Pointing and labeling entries
=-=-=

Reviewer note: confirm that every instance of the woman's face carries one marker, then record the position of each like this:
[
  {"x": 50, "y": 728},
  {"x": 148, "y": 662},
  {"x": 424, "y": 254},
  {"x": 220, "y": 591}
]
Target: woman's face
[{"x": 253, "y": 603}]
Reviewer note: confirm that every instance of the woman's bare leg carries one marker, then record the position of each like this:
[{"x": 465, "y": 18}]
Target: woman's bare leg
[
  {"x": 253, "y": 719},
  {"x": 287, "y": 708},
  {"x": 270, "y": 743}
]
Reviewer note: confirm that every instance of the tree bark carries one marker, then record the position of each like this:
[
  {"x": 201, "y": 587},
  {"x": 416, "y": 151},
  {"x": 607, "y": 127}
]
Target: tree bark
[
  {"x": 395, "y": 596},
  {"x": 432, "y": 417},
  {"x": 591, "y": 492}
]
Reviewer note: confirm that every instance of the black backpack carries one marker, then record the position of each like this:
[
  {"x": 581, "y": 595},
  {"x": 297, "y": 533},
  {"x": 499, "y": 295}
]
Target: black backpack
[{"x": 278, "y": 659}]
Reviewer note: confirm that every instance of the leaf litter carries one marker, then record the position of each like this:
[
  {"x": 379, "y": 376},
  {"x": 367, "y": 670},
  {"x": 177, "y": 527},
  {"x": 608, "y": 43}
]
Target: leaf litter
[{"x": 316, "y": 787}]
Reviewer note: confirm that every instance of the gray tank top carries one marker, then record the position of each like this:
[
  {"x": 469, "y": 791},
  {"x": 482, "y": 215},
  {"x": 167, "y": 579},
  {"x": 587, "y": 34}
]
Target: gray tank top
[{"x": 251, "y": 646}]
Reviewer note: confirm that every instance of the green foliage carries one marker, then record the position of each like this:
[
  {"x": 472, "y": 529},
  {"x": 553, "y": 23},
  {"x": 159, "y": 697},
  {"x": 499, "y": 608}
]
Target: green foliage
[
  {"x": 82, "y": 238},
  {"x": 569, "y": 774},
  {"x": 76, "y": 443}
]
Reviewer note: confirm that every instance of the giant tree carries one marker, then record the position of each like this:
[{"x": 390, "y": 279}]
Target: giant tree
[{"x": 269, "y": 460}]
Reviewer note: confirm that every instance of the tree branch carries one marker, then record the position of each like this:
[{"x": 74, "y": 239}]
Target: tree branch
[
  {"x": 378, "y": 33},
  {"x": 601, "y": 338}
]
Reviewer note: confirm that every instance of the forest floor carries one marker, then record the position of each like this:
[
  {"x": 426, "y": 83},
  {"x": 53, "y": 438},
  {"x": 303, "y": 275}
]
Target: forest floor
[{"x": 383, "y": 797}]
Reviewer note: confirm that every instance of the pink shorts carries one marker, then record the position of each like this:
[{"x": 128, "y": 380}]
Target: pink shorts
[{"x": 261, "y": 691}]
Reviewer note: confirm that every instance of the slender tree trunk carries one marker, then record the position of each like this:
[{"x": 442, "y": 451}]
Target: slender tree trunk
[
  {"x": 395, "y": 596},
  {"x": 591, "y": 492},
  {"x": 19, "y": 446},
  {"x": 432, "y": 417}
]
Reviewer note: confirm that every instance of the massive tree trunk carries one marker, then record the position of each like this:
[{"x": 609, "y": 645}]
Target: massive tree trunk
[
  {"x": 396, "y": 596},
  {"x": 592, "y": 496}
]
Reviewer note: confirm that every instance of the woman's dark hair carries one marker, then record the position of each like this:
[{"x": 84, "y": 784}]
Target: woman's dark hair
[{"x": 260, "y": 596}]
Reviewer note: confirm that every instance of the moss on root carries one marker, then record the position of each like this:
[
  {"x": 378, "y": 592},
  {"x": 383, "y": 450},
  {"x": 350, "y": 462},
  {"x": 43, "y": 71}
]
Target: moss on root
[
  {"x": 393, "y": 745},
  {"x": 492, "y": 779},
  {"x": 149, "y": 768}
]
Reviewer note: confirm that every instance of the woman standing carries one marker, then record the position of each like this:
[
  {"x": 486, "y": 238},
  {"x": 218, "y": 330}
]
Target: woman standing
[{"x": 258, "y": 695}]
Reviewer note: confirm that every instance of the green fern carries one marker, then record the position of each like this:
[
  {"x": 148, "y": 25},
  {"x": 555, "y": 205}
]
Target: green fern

=-=-=

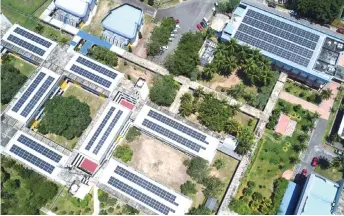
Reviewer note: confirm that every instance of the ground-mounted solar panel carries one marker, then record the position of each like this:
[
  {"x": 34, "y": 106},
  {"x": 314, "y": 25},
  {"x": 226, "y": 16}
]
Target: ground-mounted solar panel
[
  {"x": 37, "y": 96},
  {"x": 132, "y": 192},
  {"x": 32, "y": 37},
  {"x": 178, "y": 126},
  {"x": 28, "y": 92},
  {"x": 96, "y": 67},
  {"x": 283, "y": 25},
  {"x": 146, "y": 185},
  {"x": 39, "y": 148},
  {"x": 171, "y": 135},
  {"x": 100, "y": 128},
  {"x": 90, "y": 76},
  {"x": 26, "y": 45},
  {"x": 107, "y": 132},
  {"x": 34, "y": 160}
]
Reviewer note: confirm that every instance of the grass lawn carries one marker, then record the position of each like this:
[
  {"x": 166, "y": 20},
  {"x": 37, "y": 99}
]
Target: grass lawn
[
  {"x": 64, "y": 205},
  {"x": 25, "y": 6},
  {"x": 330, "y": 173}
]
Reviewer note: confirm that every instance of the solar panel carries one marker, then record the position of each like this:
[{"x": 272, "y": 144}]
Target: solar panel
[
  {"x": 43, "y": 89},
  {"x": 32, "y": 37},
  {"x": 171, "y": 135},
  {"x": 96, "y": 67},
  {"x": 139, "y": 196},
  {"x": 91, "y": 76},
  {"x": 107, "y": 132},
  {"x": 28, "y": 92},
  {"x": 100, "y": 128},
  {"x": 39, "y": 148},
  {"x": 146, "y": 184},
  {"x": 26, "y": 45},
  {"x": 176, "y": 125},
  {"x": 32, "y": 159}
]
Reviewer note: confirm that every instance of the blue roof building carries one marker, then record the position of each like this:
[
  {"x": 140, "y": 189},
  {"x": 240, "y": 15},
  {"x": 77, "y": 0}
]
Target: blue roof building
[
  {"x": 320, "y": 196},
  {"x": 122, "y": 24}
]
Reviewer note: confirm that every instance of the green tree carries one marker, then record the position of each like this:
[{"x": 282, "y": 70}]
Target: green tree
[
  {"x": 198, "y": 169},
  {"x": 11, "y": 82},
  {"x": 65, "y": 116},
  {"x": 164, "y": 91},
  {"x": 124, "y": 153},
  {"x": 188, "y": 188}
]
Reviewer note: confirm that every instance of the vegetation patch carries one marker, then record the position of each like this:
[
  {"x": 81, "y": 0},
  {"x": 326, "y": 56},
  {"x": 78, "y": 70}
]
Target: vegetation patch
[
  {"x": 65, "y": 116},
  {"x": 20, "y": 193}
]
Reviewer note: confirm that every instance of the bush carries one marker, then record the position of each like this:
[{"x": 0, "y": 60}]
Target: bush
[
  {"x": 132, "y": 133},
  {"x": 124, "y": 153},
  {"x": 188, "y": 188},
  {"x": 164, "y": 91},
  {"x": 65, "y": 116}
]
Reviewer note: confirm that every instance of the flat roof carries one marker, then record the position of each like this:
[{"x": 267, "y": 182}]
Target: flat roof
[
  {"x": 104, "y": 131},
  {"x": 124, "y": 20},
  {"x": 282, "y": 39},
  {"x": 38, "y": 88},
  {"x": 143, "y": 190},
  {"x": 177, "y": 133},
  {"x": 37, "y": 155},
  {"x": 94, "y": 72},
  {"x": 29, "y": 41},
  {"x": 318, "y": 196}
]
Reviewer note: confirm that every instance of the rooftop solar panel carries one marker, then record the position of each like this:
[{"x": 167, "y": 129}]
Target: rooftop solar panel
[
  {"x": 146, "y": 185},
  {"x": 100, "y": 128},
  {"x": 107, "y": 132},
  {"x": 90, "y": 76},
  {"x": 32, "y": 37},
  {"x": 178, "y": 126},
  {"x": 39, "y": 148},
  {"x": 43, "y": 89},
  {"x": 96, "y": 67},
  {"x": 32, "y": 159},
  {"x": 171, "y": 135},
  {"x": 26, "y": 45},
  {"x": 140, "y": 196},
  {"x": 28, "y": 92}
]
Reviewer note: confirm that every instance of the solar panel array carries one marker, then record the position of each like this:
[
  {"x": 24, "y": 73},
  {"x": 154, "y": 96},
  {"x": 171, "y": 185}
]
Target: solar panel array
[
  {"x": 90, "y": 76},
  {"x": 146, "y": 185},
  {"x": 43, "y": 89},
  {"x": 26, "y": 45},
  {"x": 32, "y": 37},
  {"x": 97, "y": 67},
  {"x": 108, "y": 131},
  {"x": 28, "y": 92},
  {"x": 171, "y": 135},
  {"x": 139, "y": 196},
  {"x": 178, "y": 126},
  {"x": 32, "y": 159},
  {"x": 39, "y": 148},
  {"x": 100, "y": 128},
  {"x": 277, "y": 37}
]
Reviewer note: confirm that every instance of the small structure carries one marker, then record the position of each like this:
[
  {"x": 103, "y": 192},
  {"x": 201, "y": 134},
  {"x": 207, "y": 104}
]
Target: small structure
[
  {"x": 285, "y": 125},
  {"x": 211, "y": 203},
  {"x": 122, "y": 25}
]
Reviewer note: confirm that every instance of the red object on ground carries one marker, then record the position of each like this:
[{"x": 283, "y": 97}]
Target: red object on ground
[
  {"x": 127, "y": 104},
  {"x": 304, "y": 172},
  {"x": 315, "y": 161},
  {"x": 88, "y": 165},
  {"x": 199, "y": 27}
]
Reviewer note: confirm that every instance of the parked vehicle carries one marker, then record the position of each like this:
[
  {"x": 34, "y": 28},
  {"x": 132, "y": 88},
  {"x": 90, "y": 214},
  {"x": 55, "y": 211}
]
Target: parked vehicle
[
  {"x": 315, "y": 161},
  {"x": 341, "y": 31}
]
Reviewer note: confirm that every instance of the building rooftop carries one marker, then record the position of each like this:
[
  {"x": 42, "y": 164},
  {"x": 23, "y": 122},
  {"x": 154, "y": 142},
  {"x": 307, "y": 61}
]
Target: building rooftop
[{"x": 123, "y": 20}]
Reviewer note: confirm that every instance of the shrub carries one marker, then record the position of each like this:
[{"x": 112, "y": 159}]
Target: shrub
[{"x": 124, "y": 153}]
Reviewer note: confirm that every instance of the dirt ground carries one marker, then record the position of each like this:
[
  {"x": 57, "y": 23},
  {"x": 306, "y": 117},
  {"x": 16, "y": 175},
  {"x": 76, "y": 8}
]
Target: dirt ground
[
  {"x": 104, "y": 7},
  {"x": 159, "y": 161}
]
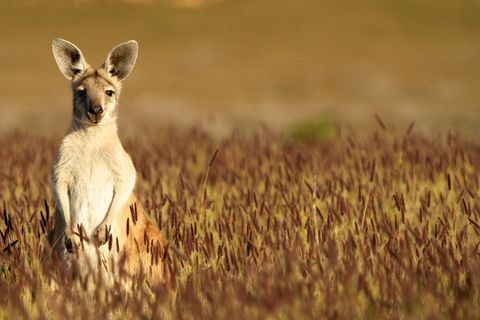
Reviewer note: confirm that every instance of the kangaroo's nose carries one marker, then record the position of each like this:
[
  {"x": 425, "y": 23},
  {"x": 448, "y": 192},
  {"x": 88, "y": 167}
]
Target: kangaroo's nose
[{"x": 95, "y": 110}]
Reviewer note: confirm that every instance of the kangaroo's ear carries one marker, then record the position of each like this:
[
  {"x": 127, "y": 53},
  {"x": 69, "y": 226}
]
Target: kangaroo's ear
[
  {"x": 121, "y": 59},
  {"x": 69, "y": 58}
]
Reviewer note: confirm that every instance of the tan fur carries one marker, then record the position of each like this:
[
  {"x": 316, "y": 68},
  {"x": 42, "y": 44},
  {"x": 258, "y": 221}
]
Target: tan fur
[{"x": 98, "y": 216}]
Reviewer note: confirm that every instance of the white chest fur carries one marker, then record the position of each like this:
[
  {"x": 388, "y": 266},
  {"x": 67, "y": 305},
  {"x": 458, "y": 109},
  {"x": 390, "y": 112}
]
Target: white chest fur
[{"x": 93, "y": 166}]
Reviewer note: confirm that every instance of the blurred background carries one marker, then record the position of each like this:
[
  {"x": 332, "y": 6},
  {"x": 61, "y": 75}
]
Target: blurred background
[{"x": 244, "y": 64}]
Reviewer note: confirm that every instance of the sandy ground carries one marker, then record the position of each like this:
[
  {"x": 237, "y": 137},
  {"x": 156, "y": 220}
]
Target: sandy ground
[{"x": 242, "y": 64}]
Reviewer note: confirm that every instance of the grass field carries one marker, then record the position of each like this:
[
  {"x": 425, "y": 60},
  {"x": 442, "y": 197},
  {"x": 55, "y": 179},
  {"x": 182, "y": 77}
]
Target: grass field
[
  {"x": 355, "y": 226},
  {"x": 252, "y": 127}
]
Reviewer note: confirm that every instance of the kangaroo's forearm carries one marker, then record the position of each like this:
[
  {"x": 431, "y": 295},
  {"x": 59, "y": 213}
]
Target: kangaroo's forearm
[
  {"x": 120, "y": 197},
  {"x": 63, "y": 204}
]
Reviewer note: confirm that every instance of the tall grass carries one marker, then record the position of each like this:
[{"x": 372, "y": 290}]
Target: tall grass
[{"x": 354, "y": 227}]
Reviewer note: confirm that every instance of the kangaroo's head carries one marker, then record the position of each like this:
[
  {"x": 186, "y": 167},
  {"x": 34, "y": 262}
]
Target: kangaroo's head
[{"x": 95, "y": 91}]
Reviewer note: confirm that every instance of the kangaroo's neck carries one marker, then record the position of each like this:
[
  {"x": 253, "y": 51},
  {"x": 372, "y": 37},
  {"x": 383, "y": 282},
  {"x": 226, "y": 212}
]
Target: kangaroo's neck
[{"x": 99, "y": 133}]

=-=-=

__Problem description__
Reproduce verbatim everything from the line containing "Reviewer note: confirm that every instance of the green fern" down to the line containing "Target: green fern", with both of those lines included.

__Written reply__
Reviewer note: confirm that every instance of the green fern carries one marker, then record the position of each like this:
[
  {"x": 148, "y": 25},
  {"x": 555, "y": 205}
]
Target: green fern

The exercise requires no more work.